## Testo fornito
══════════════════════════════

La Procura alla suprema corte: la norma che punisce chi assiste i suicidi è incostituzionale

Dj Fabo, i pm: "Morire può essere un diritto"

«Esiste un diritto all'autodeterminazione e alla dignità, da cui deriva un vero e proprio diritto costituzionalmente garantito in capo al malato irreversibile o terminale, le cui condizioni possano essere considerate lesive della dignità umana, a chiedere ed ottenere aiuto per porre fine alla propria esistenza». Sono queste le motivazioni con cui la Procura della Repubblica di Milano punta a fare del caso di Dj Fabo, e del radicale Marco Cappato che lo aiutò a morire, un punto di non ritorno per le norme italiane sul «fine vita». Di fronte alla incapacità del Parlamento di trovare una intesa su una nuova legge, la Procura chiede che sia la Corte Costituzionale a farsi carico di una norma che non è più al passo con i tempi.

══════════════════════════════

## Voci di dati
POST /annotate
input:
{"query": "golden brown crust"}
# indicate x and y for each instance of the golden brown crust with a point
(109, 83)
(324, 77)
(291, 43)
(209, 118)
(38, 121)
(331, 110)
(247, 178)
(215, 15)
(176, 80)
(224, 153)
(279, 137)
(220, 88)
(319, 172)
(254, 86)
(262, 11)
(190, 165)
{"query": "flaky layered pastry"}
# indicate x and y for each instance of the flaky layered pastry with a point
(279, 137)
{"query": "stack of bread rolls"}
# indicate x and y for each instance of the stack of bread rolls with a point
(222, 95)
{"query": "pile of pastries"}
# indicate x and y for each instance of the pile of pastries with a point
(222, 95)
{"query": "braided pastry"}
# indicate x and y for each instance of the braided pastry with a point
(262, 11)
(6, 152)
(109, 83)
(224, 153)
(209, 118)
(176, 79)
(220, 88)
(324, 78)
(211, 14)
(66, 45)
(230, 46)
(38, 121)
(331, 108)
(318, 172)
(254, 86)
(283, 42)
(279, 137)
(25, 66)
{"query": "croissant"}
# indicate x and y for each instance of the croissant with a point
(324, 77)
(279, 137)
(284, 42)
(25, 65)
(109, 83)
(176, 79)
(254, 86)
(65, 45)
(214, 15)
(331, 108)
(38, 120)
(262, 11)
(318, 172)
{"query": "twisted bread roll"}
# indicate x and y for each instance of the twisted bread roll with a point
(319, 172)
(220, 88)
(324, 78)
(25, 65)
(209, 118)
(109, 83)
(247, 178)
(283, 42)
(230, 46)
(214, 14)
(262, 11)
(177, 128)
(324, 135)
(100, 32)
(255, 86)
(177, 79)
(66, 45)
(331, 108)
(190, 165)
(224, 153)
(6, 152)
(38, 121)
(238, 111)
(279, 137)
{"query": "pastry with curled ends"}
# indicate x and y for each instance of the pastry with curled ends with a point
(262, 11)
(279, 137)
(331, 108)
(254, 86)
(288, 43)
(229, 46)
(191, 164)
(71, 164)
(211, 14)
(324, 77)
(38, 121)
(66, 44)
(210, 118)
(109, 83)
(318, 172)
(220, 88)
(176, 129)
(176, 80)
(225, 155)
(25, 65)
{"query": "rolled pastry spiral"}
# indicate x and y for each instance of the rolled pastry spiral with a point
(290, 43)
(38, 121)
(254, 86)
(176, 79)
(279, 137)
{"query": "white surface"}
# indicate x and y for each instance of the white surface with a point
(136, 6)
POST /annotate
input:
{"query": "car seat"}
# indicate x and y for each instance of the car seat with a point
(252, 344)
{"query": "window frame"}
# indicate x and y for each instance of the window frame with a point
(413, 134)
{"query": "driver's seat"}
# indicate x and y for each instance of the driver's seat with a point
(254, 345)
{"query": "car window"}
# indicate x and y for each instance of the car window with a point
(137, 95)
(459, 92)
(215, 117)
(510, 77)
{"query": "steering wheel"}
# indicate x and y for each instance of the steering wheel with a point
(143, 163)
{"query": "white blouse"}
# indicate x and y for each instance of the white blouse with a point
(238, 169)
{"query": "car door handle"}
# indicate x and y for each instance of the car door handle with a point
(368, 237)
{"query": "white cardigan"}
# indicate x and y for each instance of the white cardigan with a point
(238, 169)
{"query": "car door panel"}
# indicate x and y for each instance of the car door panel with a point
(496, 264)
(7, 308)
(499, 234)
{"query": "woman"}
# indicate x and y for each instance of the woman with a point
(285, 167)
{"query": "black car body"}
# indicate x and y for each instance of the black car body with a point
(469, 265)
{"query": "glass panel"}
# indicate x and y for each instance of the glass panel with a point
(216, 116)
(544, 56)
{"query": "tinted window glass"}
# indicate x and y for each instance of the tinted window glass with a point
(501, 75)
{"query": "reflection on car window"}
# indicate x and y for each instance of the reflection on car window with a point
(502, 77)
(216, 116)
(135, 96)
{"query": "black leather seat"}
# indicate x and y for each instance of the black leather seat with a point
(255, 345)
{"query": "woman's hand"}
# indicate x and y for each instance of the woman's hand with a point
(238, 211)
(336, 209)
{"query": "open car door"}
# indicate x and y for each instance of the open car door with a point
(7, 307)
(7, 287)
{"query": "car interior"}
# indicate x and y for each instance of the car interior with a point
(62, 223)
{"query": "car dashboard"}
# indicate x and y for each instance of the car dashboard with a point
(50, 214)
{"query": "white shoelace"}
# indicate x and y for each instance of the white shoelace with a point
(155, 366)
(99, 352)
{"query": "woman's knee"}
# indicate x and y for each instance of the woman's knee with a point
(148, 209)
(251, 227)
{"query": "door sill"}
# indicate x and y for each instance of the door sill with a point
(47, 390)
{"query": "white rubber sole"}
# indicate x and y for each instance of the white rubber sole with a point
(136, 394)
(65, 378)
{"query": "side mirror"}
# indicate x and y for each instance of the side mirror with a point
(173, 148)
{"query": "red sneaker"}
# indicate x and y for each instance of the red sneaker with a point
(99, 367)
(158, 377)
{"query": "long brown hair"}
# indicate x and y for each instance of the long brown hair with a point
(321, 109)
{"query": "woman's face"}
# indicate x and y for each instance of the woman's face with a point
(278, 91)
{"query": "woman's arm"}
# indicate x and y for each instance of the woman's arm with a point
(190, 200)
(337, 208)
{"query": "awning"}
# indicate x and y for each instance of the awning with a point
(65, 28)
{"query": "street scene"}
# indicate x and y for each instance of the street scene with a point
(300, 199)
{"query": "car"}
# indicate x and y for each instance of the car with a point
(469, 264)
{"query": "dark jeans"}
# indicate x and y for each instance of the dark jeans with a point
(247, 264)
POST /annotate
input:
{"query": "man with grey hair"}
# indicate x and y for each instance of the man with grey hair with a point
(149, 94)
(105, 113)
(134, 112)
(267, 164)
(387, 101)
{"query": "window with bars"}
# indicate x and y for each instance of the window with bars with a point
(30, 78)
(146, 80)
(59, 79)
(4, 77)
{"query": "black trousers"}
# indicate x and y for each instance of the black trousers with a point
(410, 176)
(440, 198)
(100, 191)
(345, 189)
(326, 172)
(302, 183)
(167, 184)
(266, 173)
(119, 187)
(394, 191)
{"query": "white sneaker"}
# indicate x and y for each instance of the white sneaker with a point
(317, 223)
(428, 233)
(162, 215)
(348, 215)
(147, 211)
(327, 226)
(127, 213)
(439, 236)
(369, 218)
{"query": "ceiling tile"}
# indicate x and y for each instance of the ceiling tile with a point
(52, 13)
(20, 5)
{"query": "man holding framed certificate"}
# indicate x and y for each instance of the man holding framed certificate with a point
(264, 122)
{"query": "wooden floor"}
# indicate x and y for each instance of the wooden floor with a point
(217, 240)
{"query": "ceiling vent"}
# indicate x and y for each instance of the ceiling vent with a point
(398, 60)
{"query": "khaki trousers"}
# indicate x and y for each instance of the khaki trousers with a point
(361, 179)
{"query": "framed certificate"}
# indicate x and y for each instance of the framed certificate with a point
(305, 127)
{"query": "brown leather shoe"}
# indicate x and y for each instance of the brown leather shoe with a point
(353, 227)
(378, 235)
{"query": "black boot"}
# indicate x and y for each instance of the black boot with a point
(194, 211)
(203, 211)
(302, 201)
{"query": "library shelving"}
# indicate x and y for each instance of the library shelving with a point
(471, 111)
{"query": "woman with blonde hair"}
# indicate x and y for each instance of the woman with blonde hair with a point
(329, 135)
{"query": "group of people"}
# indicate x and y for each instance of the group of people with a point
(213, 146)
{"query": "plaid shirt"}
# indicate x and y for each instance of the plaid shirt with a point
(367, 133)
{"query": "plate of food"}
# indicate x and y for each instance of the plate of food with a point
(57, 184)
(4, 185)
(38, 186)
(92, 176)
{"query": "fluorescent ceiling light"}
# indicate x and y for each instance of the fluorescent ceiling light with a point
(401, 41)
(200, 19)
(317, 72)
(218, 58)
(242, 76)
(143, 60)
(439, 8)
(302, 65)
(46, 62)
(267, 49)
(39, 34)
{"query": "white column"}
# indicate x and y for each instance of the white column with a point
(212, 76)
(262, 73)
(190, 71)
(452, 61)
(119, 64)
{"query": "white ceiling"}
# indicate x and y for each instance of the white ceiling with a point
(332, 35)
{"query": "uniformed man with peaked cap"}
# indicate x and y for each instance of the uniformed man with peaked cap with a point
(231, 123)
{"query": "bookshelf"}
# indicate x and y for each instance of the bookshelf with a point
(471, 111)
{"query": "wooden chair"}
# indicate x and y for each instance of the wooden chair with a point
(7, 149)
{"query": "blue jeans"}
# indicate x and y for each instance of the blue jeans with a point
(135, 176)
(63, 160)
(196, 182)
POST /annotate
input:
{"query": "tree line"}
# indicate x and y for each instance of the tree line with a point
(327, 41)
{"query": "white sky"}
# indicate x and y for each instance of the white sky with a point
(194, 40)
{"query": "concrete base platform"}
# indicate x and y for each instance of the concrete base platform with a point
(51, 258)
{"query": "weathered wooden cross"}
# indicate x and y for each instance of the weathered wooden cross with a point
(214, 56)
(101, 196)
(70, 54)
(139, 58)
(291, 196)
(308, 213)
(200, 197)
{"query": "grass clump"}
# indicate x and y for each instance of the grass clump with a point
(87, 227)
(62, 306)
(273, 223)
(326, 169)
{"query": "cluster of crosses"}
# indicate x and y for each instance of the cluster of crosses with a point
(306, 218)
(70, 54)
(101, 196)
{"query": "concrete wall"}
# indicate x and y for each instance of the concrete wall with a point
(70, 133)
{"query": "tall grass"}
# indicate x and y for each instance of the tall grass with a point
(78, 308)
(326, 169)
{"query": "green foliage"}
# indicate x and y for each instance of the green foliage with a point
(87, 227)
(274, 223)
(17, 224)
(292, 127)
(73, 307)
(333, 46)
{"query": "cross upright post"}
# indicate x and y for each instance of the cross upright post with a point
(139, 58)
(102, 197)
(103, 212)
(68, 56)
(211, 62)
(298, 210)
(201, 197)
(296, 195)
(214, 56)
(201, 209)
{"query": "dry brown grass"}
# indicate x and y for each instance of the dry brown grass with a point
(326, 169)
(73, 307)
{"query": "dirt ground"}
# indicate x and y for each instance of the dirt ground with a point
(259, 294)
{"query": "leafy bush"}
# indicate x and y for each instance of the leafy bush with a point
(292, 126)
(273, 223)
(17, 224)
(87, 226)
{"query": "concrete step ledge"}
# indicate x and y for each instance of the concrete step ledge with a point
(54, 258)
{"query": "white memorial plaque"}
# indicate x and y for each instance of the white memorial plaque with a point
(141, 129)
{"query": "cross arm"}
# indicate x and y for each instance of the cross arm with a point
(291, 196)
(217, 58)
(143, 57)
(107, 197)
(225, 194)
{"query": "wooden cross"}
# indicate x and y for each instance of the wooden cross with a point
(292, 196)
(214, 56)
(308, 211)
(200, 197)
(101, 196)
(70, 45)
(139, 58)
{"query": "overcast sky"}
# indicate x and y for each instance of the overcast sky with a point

══════════════════════════════

## Istruzioni dell'esercizio
Riporta per intero il testo sul caso Dj Fabo, per favore, senza cambiare nulla.

## Soluzione del compito
La Procura alla suprema corte: la norma che punisce chi assiste i suicidi è incostituzionale

Dj Fabo, i pm: "Morire può essere un diritto"

«Esiste un diritto all'autodeterminazione e alla dignità, da cui deriva un vero e proprio diritto costituzionalmente garantito in capo al malato irreversibile o terminale, le cui condizioni possano essere considerate lesive della dignità umana, a chiedere ed ottenere aiuto per porre fine alla propria esistenza». Sono queste le motivazioni con cui la Procura della Repubblica di Milano punta a fare del caso di Dj Fabo, e del radicale Marco Cappato che lo aiutò a morire, un punto di non ritorno per le norme italiane sul «fine vita». Di fronte alla incapacità del Parlamento di trovare una intesa su una nuova legge, la Procura chiede che sia la Corte Costituzionale a farsi carico di una norma che non è più al passo con i tempi.